Prompt: Rewrite all the items below, replacing every "cheetah" with "leopard" and keeping everything else the same. Leave the pictures out of your answer.

>> START Information given

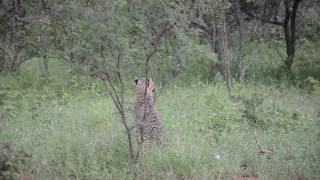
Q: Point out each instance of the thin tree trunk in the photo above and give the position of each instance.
(226, 64)
(289, 27)
(240, 67)
(43, 66)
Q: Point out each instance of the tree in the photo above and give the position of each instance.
(269, 12)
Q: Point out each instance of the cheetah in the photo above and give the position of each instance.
(146, 115)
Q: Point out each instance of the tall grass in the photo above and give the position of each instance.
(74, 132)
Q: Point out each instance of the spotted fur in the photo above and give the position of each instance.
(146, 115)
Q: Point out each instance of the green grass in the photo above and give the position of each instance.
(72, 131)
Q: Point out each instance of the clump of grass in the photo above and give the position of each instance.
(76, 133)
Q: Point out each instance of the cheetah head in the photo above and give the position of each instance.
(141, 84)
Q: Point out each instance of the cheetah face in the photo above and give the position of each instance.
(141, 83)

>> END Information given

Result of the task:
Q: Point out each instance of the thin tree trunk in the photo above and give the position of each instance.
(226, 64)
(289, 27)
(240, 67)
(43, 66)
Q: Point out each instance of the tree in the photo above and give the position of each instance.
(269, 12)
Q: Point out each instance of the leopard in the photo above and give the position of each instance.
(146, 115)
Q: Point out each instance of the tall grass in the photo above and give the position of each instance.
(74, 132)
Q: Point out each instance of the spotted fur in the photo above and give the position of each instance.
(146, 115)
Q: Point out each instance of the green grass in the photo above and give the position of each instance.
(72, 131)
Q: Point out each instance of the clump of grass in the photo above and give the position of each instance.
(76, 133)
Q: Point out each instance of the leopard head in the photo above and give the position of each instance.
(141, 84)
Q: Point out each instance of the leopard face in the photo above and give the position of each instance.
(141, 83)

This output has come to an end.